--- Task material ---

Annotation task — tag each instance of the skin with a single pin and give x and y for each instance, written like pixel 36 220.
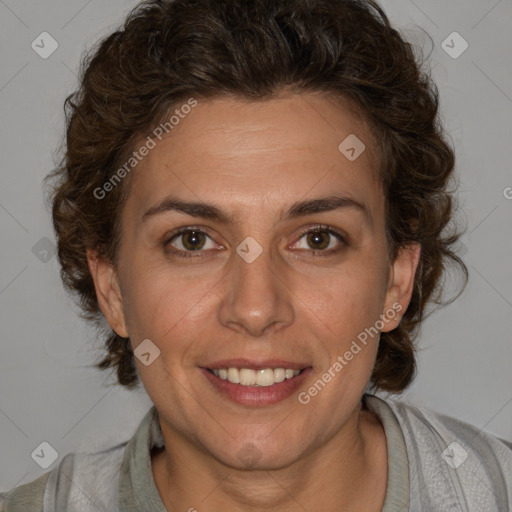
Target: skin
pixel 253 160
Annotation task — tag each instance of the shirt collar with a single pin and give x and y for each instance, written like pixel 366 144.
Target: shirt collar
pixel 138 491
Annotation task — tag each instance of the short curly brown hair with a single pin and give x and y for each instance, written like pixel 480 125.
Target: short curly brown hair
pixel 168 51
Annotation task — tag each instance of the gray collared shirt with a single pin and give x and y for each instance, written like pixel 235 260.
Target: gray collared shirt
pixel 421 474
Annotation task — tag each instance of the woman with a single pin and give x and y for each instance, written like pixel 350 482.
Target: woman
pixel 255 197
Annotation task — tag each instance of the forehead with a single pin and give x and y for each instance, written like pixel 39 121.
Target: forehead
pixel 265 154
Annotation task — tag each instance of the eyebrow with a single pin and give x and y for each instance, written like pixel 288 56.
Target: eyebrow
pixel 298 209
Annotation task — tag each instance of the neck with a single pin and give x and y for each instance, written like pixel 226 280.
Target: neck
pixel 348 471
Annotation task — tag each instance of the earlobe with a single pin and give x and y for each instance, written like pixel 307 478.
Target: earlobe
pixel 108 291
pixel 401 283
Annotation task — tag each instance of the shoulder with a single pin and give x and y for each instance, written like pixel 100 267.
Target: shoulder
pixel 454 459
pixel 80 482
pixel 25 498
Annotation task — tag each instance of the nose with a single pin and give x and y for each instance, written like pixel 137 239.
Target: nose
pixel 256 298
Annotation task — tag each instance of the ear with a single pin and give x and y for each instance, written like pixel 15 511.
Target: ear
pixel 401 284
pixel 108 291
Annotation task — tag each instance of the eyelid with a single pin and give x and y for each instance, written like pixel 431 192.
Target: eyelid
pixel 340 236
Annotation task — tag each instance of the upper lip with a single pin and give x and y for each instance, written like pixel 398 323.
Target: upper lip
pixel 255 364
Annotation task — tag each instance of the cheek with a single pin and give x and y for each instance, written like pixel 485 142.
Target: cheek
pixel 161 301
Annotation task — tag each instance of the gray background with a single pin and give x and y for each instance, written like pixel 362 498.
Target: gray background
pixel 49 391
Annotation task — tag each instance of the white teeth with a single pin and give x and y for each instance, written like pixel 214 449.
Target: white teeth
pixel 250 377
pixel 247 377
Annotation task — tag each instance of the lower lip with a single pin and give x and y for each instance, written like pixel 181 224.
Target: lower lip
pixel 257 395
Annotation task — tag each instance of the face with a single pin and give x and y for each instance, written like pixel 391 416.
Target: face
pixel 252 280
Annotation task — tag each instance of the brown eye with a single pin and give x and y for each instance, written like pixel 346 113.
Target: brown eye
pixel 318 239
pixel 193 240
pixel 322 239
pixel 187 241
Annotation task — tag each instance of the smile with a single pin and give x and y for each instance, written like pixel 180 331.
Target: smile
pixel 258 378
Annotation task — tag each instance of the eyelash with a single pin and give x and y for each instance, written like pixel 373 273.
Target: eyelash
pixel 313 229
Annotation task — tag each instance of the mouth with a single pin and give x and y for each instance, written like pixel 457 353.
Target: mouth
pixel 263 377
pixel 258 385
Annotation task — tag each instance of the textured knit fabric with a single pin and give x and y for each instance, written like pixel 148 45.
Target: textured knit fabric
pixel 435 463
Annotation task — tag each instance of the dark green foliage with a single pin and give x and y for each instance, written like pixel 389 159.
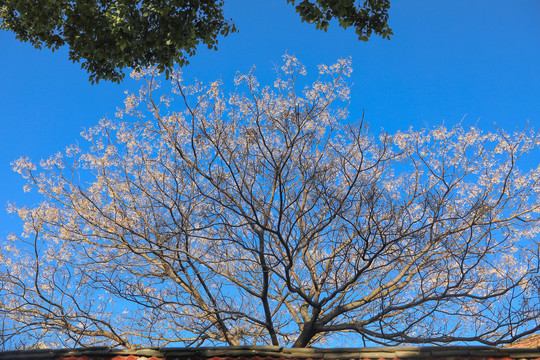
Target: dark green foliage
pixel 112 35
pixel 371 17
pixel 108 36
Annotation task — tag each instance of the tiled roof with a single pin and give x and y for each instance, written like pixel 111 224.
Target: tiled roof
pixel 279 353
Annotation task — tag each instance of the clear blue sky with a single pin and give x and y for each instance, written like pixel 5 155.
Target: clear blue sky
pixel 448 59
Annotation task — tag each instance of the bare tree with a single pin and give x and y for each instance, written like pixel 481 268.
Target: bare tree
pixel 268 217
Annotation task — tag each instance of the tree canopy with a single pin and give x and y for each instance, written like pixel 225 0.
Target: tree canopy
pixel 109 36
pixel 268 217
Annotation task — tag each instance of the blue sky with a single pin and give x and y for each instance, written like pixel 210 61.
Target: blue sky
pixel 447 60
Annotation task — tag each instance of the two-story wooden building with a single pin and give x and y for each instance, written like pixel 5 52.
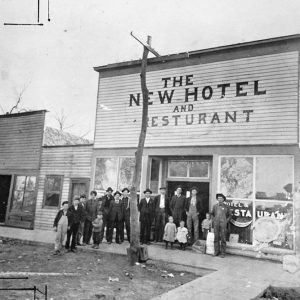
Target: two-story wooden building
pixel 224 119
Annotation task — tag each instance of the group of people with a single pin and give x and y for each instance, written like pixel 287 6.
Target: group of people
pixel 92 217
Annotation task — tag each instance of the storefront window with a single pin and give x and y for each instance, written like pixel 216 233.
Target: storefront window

---

Problem description = Rewrite all of the data above as a numbered list with no blank lines, and omit the pictures.

Answer for this exercise =
1. Annotation task — tag each instance of the skin with a single pin and give x and y for each instance, written like pixel 36 220.
2. Target: skin
3. pixel 253 160
4. Annotation task — tag each instance of the shirt collar with a single pin and give x and y for each instance, written like pixel 366 144.
5. Target: shirt collar
6. pixel 138 491
7. Annotation task — tag each instance of the short curly brown hair with a single pin and give x and y for each instance, written like pixel 480 125.
8. Target: short curly brown hair
9. pixel 168 51
10. Annotation task — tag each instance of the gray collared shirt with a single pin and give x and y for each instance, written like pixel 235 260.
11. Target: gray collared shirt
12. pixel 421 474
13. Annotation task — tag each instance of the woman with a single pin and give x and y for each instance, written like pixel 350 482.
14. Target: woman
15. pixel 255 197
16. Annotation task — tag each instance of the forehead with a single pin and give x and y for each instance, written like pixel 39 121.
17. Target: forehead
18. pixel 265 154
19. Annotation task — tag each instance of the eyebrow with a single pin and give x and y for each instance, written like pixel 288 56.
20. Target: eyebrow
21. pixel 298 209
22. Annotation task — tag each instance of the neck with a single pin and give x and y for each instance, written like pixel 226 280.
23. Target: neck
24. pixel 348 471
25. Annotation task — tag each instance of the earlobe with a single pin and give x and y for each instance, written like pixel 307 478.
26. Target: earlobe
27. pixel 108 291
28. pixel 401 283
29. Annotation task — tag each instance of the shoulder with a single pin and give x and y for each instance, written like pixel 100 267.
30. Target: shoulder
31. pixel 454 459
32. pixel 80 482
33. pixel 25 498
34. Annotation task — tag each instance of the nose with a single pin and give x and y for each instance, written like pixel 137 239.
35. Target: nose
36. pixel 256 298
37. Annotation task — tag each instance of the ear with a single pin and give x and y for each instance, written like pixel 15 511.
38. Target: ear
39. pixel 401 284
40. pixel 108 291
41. Annotation task — tag each instance of the eyelid with a single pin and give x and y for each instance, written like pixel 431 192.
42. Target: eyelid
43. pixel 340 236
44. Annotation task — tag each instance of the upper lip with a single pin and give x and y for each instance, written like pixel 398 323.
45. Target: upper lip
46. pixel 255 364
47. Annotation task — tag each instance of the cheek with a single pin and give x and y for each instance, written like pixel 485 142.
48. Target: cheek
49. pixel 161 301
50. Annotation task — tag each instance of the gray background with a single pin and give x and y for each instance, written like pixel 362 498.
51. Target: gray background
52. pixel 49 391
53. Annotation task — tag each instance of the white teeth with a single pin and give x and y for each instance, written like pixel 214 449.
54. Target: white teeth
55. pixel 250 377
56. pixel 247 377
57. Annotation task — tag each instance of the lower lip with a single pin and give x and y for each instance, written like pixel 181 224.
58. Target: lower lip
59. pixel 257 395
60. Annotation task — tag each instance of the face with a single pin and give x and y for each instance, written like pixel 391 416.
61. Target: face
62. pixel 252 280
63. Annotation task — tag each instance of the brown eye with a single pin and give x and y for each instance, written like pixel 346 113.
64. Target: brown eye
65. pixel 318 239
66. pixel 193 240
67. pixel 322 239
68. pixel 187 241
69. Annotation task — tag each instance of the smile with a single pin and give x and y for each instance, written like pixel 180 331.
70. Target: smile
71. pixel 258 378
72. Annotation task — tag each instance of the eyelash with a single pin and give x and y for each instance, written like pixel 373 273.
73. Target: eyelash
74. pixel 313 229
75. Annotation task — tag each instance of the mouth with a single pin and give x and y for each instance, written like pixel 457 353.
76. Target: mouth
77. pixel 263 377
78. pixel 258 385
79. Annotation task — tag each instance of the textured knit fabric with a single pin and give x and y for each instance, written like pixel 148 45.
80. Target: textured knit fabric
81. pixel 435 463
82. Annotation task — tag each instance of the dark green foliage with a single pin and give x and y for each instance, written like pixel 389 159.
83. Target: dark green foliage
84. pixel 112 35
85. pixel 371 17
86. pixel 108 36
87. Annotation task — tag each instance of the tiled roof with a single pin and give x and y for each instance, written like pixel 111 224.
88. Target: tiled roof
89. pixel 279 353
90. Annotation task — tag each instance of the clear blue sky with a single pin and give x and y for each instance, written like pixel 5 155.
91. Target: clear blue sky
92. pixel 448 59
93. Annotation task — tag each instance of the bare tree with a single pin and give x and y for each instance, written like pixel 481 268.
94. Target: bare tree
95. pixel 268 217
96. Annotation task — tag each instance of the tree canopy with a single pin and give x and y for each instance, written like pixel 225 0.
97. Target: tree canopy
98. pixel 109 36
99. pixel 268 217
100. Annotation task — tag each instance of the blue sky with a single pin and give x and y for each instance, written like pixel 210 61.
101. Target: blue sky
102. pixel 447 60
103. Annotation task — tag each instance of the two-story wooden building with a single pin and give x and y for each instance, written like pixel 5 52.
104. Target: two-story wooden building
105. pixel 224 119
106. Annotation task — tag each instance of the group of people with a single pin and give x and y for each instance, written like pixel 287 6.
107. Target: group of people
108. pixel 92 217
109. Annotation task — tag each instance of the storefront window with a single pin and give x and y for each instance, written like pixel 216 233.
110. Target: storefront window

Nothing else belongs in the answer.